= Task brief =
Return the lines below exactly, starting with the line that contains "the finger, one point per instance." and stopping after the last line.

Stored data
^^^^^^^^^^^^^^^^
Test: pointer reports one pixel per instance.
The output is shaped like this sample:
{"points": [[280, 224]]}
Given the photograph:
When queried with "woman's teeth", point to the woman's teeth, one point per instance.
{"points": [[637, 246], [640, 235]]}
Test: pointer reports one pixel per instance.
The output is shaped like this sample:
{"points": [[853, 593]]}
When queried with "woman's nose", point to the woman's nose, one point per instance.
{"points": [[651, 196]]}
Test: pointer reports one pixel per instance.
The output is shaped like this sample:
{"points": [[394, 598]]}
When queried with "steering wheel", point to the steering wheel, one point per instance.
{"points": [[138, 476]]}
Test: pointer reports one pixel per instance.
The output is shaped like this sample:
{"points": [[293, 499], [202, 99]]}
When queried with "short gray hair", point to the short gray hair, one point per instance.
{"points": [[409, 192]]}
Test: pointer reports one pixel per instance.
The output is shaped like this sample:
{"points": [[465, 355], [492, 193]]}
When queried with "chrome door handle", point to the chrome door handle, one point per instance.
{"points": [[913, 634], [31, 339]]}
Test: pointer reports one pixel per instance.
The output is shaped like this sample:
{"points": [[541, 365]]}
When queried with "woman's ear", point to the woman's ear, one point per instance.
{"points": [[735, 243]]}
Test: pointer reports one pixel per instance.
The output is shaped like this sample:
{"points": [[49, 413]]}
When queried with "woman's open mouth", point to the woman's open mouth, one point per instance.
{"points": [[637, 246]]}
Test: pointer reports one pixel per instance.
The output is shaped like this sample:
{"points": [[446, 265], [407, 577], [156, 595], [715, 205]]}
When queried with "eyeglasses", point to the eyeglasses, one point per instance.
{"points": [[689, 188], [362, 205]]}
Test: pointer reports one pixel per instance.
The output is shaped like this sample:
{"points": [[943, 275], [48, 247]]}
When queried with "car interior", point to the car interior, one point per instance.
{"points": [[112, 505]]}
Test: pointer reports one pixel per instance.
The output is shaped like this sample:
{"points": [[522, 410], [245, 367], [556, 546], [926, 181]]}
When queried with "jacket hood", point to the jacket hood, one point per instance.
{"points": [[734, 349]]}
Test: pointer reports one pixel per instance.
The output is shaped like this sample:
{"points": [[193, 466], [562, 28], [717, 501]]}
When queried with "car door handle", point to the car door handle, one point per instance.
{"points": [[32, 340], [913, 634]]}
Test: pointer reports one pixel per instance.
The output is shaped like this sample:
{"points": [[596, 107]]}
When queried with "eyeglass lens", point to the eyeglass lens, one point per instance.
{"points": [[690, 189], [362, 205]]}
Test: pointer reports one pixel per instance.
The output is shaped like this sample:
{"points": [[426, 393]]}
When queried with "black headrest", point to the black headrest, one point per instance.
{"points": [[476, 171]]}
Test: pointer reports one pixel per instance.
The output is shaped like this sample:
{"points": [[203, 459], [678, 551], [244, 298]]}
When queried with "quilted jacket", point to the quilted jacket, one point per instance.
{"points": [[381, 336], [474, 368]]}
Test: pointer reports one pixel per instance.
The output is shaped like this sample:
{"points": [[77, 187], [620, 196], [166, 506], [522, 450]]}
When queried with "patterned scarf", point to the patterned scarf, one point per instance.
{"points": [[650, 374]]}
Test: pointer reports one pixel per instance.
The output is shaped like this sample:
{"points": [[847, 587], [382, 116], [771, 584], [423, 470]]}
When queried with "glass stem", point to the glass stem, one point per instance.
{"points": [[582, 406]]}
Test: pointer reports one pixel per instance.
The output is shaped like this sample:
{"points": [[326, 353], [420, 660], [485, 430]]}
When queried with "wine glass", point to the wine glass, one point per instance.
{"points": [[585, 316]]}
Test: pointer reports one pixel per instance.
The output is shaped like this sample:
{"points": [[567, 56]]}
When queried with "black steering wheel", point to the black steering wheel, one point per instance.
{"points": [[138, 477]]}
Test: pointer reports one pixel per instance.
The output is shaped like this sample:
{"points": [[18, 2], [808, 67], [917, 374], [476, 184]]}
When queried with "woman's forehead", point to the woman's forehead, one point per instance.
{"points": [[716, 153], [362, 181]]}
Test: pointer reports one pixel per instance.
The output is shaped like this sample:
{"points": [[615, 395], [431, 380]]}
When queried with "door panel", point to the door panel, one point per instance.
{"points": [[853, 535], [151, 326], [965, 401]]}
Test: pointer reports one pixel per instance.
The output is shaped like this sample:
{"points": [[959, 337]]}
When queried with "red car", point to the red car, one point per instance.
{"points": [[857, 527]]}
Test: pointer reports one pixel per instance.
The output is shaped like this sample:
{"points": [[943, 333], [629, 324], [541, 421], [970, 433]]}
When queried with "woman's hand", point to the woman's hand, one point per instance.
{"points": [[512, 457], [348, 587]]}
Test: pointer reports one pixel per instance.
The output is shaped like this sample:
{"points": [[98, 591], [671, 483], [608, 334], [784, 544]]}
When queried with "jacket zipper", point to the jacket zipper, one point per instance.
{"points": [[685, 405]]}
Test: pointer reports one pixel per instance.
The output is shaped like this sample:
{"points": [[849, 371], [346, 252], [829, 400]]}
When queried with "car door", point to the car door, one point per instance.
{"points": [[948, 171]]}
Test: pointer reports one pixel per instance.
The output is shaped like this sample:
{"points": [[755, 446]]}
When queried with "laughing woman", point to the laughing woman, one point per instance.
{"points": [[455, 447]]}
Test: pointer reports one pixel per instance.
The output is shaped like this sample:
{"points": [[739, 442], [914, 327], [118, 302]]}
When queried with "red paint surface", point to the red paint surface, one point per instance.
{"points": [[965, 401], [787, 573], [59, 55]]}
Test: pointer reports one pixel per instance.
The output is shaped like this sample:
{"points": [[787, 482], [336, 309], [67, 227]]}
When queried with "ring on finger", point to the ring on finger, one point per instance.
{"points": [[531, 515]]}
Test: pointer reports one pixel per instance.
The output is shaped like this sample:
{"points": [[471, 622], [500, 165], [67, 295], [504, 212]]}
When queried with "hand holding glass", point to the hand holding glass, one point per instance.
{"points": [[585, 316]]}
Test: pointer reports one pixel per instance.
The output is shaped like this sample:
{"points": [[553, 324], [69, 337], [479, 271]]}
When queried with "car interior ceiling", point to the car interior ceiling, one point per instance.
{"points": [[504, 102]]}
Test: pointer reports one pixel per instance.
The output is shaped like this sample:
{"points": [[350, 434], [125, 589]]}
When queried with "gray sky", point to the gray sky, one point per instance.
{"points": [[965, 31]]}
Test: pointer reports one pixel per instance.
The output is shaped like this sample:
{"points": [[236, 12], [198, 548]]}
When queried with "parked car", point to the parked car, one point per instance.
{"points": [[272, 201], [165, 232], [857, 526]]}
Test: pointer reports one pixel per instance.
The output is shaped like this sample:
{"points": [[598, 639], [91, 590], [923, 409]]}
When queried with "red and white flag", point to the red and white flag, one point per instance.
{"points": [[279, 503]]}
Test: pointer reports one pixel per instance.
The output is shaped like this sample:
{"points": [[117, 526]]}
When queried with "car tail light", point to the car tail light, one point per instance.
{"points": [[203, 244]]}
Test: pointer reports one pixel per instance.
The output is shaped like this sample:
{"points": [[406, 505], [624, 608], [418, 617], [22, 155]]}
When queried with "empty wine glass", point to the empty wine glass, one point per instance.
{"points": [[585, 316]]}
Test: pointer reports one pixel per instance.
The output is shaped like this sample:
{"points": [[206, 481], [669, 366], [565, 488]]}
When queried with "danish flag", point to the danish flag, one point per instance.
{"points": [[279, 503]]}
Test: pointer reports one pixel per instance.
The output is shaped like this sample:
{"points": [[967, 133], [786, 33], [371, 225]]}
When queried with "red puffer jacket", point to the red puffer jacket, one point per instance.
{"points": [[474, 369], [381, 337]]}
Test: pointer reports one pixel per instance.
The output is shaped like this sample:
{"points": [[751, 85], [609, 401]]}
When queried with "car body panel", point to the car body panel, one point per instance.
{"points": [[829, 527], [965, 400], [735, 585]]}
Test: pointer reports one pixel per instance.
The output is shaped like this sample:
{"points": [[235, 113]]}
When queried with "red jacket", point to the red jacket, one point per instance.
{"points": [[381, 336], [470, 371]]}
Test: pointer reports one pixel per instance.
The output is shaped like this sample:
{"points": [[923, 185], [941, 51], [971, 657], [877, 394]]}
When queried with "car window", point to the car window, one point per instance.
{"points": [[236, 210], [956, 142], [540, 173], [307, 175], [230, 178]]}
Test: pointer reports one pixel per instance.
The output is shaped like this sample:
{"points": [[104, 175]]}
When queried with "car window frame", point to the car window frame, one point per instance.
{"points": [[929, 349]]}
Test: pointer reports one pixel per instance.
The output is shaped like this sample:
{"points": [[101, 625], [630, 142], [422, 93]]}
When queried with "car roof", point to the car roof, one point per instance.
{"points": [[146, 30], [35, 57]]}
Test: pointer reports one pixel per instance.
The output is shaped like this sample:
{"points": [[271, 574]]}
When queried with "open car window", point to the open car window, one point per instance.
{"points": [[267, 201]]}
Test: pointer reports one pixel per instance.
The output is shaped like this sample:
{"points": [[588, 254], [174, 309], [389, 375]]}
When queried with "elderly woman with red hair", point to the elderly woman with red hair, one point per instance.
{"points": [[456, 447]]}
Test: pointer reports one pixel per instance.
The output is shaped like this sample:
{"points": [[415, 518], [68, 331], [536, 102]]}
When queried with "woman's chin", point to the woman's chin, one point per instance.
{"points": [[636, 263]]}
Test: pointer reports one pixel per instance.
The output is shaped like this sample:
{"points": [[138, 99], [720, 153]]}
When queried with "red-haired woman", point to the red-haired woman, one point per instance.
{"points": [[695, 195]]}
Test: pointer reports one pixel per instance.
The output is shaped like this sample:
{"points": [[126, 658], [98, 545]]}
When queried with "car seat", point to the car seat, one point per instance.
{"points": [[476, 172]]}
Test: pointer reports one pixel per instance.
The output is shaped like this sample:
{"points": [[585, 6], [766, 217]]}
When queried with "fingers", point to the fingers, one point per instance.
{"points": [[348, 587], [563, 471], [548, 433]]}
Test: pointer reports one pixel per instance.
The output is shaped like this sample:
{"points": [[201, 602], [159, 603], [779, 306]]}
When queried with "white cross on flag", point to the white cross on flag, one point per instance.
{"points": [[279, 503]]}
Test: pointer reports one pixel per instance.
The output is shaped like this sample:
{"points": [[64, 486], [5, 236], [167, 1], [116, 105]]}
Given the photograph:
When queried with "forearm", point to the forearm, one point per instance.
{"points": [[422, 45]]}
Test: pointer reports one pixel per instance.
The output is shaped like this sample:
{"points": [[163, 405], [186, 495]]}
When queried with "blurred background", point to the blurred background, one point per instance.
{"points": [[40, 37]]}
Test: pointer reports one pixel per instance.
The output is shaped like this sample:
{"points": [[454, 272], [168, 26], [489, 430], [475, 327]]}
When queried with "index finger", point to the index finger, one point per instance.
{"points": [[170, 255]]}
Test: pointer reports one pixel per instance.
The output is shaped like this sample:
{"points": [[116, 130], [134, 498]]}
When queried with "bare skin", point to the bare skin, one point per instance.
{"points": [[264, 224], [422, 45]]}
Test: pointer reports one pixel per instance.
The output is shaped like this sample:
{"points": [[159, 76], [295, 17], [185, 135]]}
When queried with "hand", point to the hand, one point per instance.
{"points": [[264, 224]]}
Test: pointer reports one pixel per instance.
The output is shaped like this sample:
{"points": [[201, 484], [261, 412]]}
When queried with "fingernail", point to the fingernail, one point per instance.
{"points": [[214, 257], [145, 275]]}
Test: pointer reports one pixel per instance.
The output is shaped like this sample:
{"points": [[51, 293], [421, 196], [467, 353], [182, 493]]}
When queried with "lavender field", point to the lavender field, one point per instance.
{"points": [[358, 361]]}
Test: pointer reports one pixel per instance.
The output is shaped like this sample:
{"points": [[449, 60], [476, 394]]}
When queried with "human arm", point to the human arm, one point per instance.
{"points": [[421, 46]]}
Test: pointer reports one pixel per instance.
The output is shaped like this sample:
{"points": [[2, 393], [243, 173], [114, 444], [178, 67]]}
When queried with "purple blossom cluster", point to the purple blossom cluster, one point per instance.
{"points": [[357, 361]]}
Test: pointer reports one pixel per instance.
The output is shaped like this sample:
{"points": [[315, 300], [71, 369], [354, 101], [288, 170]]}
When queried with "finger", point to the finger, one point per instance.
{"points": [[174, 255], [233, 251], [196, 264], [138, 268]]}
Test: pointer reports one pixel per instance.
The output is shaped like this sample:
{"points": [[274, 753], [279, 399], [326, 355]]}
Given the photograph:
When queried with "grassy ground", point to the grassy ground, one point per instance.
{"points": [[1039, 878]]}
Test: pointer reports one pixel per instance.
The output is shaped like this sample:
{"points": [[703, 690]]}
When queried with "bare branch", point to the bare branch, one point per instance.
^^^^^^^^^^^^^^^^
= Problem solution =
When queried with "finger", point to the finger, one point per instance.
{"points": [[174, 255], [233, 251], [196, 264], [138, 268]]}
Test: pointer reports one pixel per instance.
The output is shaped like this sample:
{"points": [[274, 753], [279, 399], [326, 355]]}
Given the photograph:
When queried with "grassy ground", point to the grassy ground, one point per instance.
{"points": [[1039, 878]]}
Test: pointer reports one pixel per instance.
The output is shaped like this sample:
{"points": [[703, 690]]}
When queried with "bare branch", point to the bare branch, one point per instance.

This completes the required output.